◆ **Exercise directions**
Gather every line in the entries below that contains the word "white". Treat uppercase and lowercase letters as distinct.
**** Records for this task
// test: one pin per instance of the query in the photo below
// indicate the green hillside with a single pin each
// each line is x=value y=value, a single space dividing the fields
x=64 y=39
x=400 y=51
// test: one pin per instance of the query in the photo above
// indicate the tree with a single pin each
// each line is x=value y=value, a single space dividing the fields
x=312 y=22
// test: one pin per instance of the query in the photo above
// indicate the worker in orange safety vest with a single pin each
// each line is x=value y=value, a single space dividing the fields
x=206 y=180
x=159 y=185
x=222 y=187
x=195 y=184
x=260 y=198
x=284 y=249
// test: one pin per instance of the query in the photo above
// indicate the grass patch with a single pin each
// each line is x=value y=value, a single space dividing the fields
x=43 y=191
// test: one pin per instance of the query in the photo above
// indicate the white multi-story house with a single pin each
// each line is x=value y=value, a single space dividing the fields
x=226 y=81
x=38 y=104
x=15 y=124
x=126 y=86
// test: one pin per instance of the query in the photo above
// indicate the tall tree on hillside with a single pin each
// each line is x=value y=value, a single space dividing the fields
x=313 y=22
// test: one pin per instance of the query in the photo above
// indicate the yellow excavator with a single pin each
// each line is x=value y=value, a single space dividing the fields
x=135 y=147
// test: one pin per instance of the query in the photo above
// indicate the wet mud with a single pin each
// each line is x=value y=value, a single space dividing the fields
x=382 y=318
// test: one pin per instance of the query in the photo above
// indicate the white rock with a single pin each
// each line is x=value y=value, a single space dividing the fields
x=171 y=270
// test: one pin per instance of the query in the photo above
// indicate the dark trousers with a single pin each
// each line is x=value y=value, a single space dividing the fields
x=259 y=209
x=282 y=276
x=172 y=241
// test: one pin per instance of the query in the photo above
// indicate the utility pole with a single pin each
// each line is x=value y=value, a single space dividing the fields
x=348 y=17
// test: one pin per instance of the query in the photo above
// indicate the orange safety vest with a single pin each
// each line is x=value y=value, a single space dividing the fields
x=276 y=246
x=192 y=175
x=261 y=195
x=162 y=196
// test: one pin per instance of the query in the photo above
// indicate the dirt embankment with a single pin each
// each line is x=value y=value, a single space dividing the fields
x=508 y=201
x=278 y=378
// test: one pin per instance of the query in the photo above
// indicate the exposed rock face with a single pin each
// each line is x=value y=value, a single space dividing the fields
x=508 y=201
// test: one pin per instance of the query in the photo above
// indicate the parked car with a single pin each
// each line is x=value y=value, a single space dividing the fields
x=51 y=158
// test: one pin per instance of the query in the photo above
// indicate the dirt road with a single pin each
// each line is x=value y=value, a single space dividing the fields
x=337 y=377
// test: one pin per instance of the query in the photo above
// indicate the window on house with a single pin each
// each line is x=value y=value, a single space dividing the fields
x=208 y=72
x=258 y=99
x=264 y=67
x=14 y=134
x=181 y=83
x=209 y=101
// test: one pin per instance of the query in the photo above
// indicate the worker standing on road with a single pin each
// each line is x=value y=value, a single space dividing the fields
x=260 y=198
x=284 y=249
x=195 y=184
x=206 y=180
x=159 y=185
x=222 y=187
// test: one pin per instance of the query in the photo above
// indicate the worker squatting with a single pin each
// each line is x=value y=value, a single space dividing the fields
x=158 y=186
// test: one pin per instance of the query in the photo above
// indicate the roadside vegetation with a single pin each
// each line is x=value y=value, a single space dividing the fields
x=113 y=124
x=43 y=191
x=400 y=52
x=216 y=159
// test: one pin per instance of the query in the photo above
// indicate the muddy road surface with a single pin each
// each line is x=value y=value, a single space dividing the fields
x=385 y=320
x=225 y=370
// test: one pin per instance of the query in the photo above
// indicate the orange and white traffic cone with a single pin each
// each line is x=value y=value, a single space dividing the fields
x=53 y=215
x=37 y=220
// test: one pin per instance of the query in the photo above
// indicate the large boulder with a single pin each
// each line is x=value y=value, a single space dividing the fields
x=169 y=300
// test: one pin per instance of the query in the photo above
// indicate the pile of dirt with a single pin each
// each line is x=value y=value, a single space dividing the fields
********
◆ **Correct response**
// indicate the white multi-story house with a single pin each
// indicate the white rock with a single pin each
// indicate the orange and white traffic cone with a single pin each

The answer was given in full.